▶ _Text excerpt_:
** START **
My team is switching to swerve drive this year, using Kraken motors with embedded TalonFX controllers. We are using CANcoders as absolute encoders to find the offset on the turning motors. My question is about which encoders to use for Drive motor PID control during autonomous. Do teams use the internal encoder in the TalonFX for that, or is there value in mounting external relative encoders for Drive motor control? In the past for differential driving we always liked to have external encoders attached directly to the wheel shaft to get the most accurate data.
well if your using the TalonFX controllers on the krakens you can use the setControl method and the PID from that will be using the internal motor encoder, if you want you can use Rio PID but personally i prefer using the Talonfx controllers for everything, since its basically plug and play.
if you were to use external encoders you would be forced to use Rio PID to set the drive motors, and the TalonFX controller would just be handling applying the voltage, which is kinda pointless when you have a motor as nice as a kraken.
others may disagree with this, but ur just better off using the TalonFX controllers.
Everything you are saying is correct.
Tank drives would frequently have an incremental encoder directly on the wheel to measure actual wheel rotations after backlash from drive gearbox and such. This was also the established norm back before we had brushless motors and so you had to put an encoder somewhere, you might as well put it at the wheel.
** END **
▶ _Records_:
** START **
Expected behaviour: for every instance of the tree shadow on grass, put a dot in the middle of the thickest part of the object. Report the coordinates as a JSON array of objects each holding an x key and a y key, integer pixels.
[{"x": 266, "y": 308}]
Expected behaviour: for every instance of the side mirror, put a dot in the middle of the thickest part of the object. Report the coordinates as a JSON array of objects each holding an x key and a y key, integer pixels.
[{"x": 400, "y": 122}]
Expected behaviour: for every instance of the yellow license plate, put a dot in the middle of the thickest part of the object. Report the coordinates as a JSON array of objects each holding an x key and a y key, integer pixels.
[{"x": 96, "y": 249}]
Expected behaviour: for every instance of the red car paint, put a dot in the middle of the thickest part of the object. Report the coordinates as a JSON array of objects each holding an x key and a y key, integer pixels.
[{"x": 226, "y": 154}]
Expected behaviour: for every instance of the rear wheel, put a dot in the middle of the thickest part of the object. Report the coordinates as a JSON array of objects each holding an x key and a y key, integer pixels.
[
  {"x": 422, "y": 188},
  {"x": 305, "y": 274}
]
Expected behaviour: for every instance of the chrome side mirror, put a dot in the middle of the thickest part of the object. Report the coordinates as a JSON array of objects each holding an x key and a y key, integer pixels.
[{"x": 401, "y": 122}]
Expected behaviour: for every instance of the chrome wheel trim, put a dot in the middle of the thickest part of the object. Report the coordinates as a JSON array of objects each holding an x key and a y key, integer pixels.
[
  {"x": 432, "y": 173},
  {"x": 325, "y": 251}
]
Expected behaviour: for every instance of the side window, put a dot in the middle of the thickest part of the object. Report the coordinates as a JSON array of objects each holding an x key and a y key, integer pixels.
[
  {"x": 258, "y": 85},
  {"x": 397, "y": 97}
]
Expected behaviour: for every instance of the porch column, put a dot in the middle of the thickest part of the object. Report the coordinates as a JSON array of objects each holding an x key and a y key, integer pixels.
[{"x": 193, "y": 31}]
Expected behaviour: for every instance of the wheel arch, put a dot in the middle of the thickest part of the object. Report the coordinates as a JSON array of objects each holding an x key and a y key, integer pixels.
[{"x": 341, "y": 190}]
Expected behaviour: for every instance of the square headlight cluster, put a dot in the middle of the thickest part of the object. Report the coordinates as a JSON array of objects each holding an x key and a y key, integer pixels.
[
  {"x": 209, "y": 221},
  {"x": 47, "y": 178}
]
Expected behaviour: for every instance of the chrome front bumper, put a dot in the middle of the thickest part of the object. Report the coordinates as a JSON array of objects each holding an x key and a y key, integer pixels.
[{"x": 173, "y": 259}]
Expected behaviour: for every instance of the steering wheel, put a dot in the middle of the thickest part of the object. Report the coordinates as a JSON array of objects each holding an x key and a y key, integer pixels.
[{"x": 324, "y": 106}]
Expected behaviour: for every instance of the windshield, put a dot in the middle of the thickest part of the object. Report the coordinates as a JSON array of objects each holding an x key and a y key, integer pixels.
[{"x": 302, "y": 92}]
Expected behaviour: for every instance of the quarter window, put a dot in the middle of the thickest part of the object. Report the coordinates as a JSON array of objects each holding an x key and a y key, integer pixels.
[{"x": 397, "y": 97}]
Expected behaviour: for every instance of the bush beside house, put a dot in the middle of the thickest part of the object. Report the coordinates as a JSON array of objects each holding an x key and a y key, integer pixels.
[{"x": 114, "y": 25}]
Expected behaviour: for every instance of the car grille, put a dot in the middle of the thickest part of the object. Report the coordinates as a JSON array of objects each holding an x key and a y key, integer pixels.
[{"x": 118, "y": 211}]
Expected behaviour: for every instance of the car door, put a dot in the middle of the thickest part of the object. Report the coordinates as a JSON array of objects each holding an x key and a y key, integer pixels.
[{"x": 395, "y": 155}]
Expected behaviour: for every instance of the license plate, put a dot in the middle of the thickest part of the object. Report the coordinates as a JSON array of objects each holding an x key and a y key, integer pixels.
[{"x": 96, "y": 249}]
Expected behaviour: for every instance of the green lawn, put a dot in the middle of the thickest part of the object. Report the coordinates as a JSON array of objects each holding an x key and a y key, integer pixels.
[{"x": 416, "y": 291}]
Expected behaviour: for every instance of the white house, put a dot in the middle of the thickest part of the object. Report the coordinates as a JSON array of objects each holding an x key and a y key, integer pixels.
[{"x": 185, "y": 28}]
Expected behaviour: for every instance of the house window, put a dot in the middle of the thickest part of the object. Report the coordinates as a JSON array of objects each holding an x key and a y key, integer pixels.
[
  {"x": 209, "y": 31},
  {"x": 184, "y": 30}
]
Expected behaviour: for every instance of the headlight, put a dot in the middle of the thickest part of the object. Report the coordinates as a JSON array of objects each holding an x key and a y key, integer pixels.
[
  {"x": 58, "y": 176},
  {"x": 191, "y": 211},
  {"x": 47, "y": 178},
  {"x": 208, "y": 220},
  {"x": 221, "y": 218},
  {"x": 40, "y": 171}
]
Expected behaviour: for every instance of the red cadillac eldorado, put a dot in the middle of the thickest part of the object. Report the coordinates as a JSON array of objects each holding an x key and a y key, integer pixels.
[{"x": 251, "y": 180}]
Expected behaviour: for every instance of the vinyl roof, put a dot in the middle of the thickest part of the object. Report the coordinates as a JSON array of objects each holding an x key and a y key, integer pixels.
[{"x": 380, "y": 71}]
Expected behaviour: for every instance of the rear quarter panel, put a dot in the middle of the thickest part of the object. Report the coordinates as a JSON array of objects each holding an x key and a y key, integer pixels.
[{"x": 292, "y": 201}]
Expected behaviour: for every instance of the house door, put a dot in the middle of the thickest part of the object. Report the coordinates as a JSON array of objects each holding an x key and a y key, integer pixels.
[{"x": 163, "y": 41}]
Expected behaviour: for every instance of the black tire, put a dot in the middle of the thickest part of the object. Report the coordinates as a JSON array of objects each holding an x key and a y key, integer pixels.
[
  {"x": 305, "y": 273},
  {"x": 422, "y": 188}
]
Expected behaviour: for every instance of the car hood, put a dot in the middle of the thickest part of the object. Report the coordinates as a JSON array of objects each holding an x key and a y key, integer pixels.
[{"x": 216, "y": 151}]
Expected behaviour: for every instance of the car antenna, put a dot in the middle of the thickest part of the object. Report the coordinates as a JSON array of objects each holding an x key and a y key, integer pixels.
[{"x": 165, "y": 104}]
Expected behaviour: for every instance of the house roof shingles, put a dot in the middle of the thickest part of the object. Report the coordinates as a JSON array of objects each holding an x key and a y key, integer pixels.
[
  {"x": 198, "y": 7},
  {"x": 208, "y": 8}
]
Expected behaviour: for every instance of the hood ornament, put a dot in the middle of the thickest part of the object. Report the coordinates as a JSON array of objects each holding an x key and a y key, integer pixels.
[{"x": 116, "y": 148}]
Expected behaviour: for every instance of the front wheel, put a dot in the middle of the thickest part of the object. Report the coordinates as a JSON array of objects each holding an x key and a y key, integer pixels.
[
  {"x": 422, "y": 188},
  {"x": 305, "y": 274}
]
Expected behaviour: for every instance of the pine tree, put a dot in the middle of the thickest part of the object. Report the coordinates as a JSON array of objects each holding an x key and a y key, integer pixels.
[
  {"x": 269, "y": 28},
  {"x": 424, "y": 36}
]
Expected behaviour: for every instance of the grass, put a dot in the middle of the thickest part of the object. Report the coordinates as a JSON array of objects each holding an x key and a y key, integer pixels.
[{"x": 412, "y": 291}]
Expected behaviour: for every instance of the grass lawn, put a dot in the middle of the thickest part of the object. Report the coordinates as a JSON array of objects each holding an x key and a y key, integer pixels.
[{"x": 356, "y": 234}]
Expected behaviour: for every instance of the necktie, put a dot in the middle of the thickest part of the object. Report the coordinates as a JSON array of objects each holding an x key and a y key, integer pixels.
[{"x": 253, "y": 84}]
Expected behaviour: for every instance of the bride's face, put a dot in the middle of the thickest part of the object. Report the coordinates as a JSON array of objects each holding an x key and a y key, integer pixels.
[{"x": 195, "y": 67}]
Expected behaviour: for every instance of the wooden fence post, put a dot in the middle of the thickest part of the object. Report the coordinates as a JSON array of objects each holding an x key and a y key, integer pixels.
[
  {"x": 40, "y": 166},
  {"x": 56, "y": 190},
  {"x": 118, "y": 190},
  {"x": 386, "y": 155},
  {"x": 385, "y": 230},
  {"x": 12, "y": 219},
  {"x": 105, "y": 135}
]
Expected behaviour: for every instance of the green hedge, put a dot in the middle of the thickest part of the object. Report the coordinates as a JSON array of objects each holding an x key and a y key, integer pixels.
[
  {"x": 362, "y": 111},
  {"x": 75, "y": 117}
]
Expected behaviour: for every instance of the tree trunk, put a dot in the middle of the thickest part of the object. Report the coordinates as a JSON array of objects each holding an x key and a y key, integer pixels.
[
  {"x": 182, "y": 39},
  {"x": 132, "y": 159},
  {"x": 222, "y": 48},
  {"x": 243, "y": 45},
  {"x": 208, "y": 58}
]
** END **
▶ _What to work on_:
Pick up the forum discussion about encoders for swerve drive motors after its last sentence and continue it.

▶ _Solved problem_:
Swerve drives with off-the-shelf modules these days exclusively just use the drive brushless motor’s internal encoder.
There can be a couple reasons for this:
- COTS Swerve modules are machined well (good center-center control), often use steel gears that don’t wear as much, and as such have lower backlash
- Accurate driving based off wheel encoders is a lot less needed in today’s games where you can “close the loop” with vision (vision on the goal, vision of game object, April tag field odometry)
- PID controller will be most precise and stable when it is directly getting feedback from and controlling the motor. This is also why I believe that even we have absolute encoder 1:1 with the azimuth we still run PID controller off brushless encoder, only using that external encoder for initial pose/boot-up-homing (I may be wrong on this last point, I’m no software pro)
This is correct. Almost all swerve drive code simply grabs the absolute encoders’ poses on code boot to correctly offset the motors’ internal encoder and never touches it again.
Thanks everyone, this is very helpful. We will use the TalonFX controllers for PID control of the Drive motors.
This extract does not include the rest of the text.